**Текст для упражнения:**
━━━━━━━━━━━━━━━━━━━━━━━━━━━━━━
Читать «Герцен» онлайн - страница 30
Вадим Александрович Прокофьев
У Вадима Пассека Герцен познакомился с фигурой во многом одиозной, но этот человек — Николай Христофорович Кетчер, "упсальский барон" — занимает значительную часть жизни молодого Герцена. Однако Николай Христофорович был не бароном, а сыном шведа — начальника московского инструментального завода. На три года старше Герцена. Учился в московской Медико-хирургической академии, стал штадт-физиком, инспектором московской медицинской конторы, а впоследствии начальником московского врачебного управления. Герцен и Кетчер познакомились осенью 1831 года. Герцен еще студент, а Кетчер уже заявил о себе как переводчик Шиллера. В 1828 году вышли в его переводе "Разбойники", а в 1830-м — "Заговор Фиеска в Генуе". За долгую свою жизнь (он умер в 1886 году) Кетчер перевел все драматические произведения Шекспира.
Все, кто знал Николая Христофоровича — И.И. Панаев, А.Н. Пыпин, — неизменно подчеркивали его гуманность и отзывчивость. А между тем, когда Татьяна Петровна Пассек в 1872 году разыскала Кетчера и попросила его передать ей письма Герцена и вообще все бумаги, которые сохранились и имели отношение к Герцену, тот отказался. Более того, Кетчер был в ярости от страниц "Былого и дум", где Герцен рассказал о нем. Кетчер к этому времени забыл все свои "увлечения молодости" и даже выступал в печати против Герцена. Но до этого превращения еще далеко, и пока он непременный член кружка Герцена и Огарева.
Позже других в кружок Герцена вошел Алексей Кузьмич Лахтин. Герцен вспоминает его только в связи с их арестом и судом. Огарев же вел с Лахтиным "сложную переписку" о философии истории. Лахтин умер в 1838 году в ссылке. Татьяна Пассек называет еще и М.П. Носкова. Он был курсом старше Герцена по физико-математическому отделению. Михаил Павлович окончил университет в 1832 году и почти сразу же уехал в Петербург.
В "Былом и думах" Герцен говорит, что кружок его и Огарева вел пропаганду, выходившую за стены университета. Что же они "пропагандировали"? "Идеи были смутны, мы проповедовали декабристов и французскую революцию, потом проповедовали сен-симонизм и ту же революцию, мы проповедовали конституцию и республику, чтение политических книг и сосредоточение сил в одном обществе. Но пуще всего проповедовали ненависть к всякому насилью, к всякому правительственному произволу".
━━━━━━━━━━━━━━━━━━━━━━━━━━━━━━
**Задание 1:** Воспроизведите фрагмент текста о Герцене: начните с того места, где стоят слова «Все, кто знал», и остановитесь после слов «Герцена и Огарева.».
**Задание 2:** Переведите на английский язык предложение из текста о Герцене: «Герцен и Кетчер познакомились осенью 1831 года».
Приведенные далее записи к работе с текстом не относятся.

**Исходные данные:**
━━━━━━━━━━━━━━━━━━━━━━━━━━━━━━
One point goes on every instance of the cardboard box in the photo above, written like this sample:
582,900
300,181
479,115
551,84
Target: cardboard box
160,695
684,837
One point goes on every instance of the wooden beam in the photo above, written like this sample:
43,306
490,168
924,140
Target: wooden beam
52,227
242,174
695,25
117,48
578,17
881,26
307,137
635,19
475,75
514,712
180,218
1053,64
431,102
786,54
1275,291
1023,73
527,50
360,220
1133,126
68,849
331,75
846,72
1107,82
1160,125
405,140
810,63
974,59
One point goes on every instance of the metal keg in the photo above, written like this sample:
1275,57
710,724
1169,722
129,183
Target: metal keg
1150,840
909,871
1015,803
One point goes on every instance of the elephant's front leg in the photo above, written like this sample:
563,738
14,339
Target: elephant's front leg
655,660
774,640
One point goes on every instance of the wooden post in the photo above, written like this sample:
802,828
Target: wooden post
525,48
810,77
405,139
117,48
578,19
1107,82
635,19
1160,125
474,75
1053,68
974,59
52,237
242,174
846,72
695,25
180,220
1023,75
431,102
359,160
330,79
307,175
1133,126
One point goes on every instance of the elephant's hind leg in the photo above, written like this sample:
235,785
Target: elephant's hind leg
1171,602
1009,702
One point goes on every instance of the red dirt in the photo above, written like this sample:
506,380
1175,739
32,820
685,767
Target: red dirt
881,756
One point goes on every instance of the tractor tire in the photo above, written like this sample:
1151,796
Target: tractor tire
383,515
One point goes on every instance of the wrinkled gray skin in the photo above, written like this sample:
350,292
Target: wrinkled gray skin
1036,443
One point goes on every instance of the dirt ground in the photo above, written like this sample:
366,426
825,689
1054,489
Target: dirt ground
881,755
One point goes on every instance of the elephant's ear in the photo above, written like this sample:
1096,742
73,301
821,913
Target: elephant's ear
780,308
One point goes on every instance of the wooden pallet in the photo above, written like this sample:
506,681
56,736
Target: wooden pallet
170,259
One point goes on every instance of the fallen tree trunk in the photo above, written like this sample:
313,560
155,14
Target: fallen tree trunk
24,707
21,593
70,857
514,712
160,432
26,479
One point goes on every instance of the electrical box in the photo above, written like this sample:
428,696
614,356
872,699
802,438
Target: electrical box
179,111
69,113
━━━━━━━━━━━━━━━━━━━━━━━━━━━━━━
**Решение 1:**
Все, кто знал Николая Христофоровича — И.И. Панаев, А.Н. Пыпин, — неизменно подчеркивали его гуманность и отзывчивость. А между тем, когда Татьяна Петровна Пассек в 1872 году разыскала Кетчера и попросила его передать ей письма Герцена и вообще все бумаги, которые сохранились и имели отношение к Герцену, тот отказался. Более того, Кетчер был в ярости от страниц "Былого и дум", где Герцен рассказал о нем. Кетчер к этому времени забыл все свои "увлечения молодости" и даже выступал в печати против Герцена. Но до этого превращения еще далеко, и пока он непременный член кружка Герцена и Огарева.

**Решение 2:** Herzen and Ketcher met in the fall of 1831.